Entries taken from a collection
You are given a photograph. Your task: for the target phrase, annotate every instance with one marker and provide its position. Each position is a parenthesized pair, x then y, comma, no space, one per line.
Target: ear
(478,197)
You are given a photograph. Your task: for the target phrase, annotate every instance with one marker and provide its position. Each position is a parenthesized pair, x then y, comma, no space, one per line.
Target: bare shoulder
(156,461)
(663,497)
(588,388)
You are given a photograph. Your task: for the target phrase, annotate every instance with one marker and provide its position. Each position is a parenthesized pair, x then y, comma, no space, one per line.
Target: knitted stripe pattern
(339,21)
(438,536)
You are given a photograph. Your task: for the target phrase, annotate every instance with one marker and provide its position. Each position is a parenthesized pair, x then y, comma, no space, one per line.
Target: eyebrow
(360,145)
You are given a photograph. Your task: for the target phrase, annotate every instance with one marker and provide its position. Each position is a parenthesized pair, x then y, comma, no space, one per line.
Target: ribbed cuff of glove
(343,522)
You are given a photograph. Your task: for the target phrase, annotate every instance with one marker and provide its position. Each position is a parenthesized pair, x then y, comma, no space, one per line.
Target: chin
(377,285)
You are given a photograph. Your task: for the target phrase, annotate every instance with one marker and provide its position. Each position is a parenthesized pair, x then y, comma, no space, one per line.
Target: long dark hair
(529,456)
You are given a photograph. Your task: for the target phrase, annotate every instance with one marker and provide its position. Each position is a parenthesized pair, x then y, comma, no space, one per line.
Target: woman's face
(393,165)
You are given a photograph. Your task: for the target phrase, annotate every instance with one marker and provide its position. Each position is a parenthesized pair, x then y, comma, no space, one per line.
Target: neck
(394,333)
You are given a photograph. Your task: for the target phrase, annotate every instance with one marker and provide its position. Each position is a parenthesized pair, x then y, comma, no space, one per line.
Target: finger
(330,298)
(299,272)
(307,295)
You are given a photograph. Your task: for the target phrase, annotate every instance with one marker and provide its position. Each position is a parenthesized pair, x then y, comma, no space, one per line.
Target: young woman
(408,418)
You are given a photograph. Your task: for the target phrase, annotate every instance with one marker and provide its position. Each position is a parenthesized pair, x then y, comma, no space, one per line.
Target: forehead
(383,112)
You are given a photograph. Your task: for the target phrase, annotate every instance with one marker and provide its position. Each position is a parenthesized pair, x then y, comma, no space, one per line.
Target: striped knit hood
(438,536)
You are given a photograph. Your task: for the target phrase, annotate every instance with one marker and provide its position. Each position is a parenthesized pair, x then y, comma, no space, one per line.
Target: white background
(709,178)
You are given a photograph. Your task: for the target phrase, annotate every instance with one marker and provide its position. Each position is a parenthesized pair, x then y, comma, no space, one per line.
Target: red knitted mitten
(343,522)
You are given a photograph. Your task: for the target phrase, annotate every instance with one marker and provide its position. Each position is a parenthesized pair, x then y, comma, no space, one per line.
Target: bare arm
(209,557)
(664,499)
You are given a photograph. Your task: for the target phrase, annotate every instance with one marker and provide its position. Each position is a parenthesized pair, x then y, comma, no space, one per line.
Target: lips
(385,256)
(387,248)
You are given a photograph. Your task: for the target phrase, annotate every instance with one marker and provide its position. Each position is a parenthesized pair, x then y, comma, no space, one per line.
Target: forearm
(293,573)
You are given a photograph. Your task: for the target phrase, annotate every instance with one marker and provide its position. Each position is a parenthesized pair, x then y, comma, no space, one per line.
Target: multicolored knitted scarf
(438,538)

▶ What is being asked
Restate each record word for word.

▶ Solution for this task
You are given a photograph. Your task: for the target phrase, annotate every instance with one marker and provide its position. Each position is a parenthesized pair, x then y, comma, no space, one per line.
Target: ear
(478,197)
You are given a photograph. Your task: for the target phrase, annotate every instance with one marker and provide its position. Each position is a parenthesized pair, x then y, comma, no space, one per line.
Target: bare shoulder
(156,461)
(663,497)
(588,388)
You are given a photograph. Your task: for the target phrase, annotate every instance with one marker and provide its position. Each position is a parenthesized pair, x then y, comma, no space, one per line.
Target: knitted stripe pattern
(339,21)
(438,536)
You are given a photograph. Your task: for the target phrase, annotate every instance with one marker and provide its position. Each position is a parenthesized pair, x then y, comma, no space, one per line.
Target: eyebrow
(360,145)
You are given a photograph. Your task: for the target phrase, annotate every instance with one marker and provide its position. Each position is a parenthesized pair, x then y, comma, no space, one per line.
Target: ribbed cuff of glove
(343,522)
You are given a photograph. Your task: for the target phrase, annotate every instance with one marker and provide its position. Each position is a parenthesized pair, x then y, comma, no space, one per line.
Target: chin
(377,285)
You are given a photograph. Your task: for the target phrase, annotate every instance with one marker and provide its position. Each position is a parenthesized pair, x then y, comma, no space, one per line.
Target: long dark hair
(529,456)
You are given a photograph. Your task: for the target phrase, annotate every instance with one marker and provide its position. Each position is a parenthesized pair, x then y, comma, no space, one per line.
Target: woman's face
(393,165)
You are given a photograph. Your task: for the target phrase, annotate every instance with one marker and provide its position. Each position is a parenthesized pair, x then y, comma, no space, one per line.
Target: neck
(394,333)
You are given a photograph. Your task: for the target phrase, annotate every instance with one marker and provide its position. Each position is a parenthesized pair, x then y, comma, no space, one per line.
Target: finger
(330,298)
(299,272)
(307,295)
You are given a photograph. Your task: for the target phrase, annotate every instance with one marker and provide its position. Each position is a parenthesized pair, x then y, comma, no space, one per line.
Target: young woman
(408,418)
You are given a photograph. Your task: for the target phrase, annotate every instance with one marker and provide its position. Each position is a parenthesized pair, x then y, comma, no space, one per line.
Target: forehead
(383,112)
You are given a photograph. Your task: for the target phrase, annotate every instance with one marker and provide its position. Each position is a parenthesized pair, x then y, comma, no space, one per line.
Target: striped knit hood
(438,536)
You are given a photograph. Your task: for the target phrase, annotate every instance with one marker and provide its position. Each position is a parenthesized pair, x then y, comma, no space, one per line.
Target: white background
(709,178)
You are given a photograph. Your task: for the target phrase, annotate every instance with one marker and provide its position. Each position is a parenthesized pair, x then y, comma, no space, one per line.
Target: red knitted mitten
(343,522)
You are given a photograph. Your task: for the target phrase, annotate every instance with one marker and provide its position. Each position is a parenthesized pair, x then y, comma, no space, one per line.
Target: bare arm
(209,557)
(664,499)
You are given a photograph. Your task: for the target phrase, annotate every instance with one marker and provide its position. Each position is a parenthesized pair, x then y, comma, no space, one per line.
Target: lips
(385,256)
(387,248)
You are given a photograph. Your task: for the target phrase, annotate every instance with one marker and provide its position. Each position is a parenthesized pair, x then y, comma, no space, one per line.
Target: forearm
(293,573)
You are given a photograph. Your task: for the target phrase, annotate every instance with one marker and provide its position. Each position is a parenthesized pair, x then y, comma, no space, one per line.
Target: multicolored knitted scarf
(438,538)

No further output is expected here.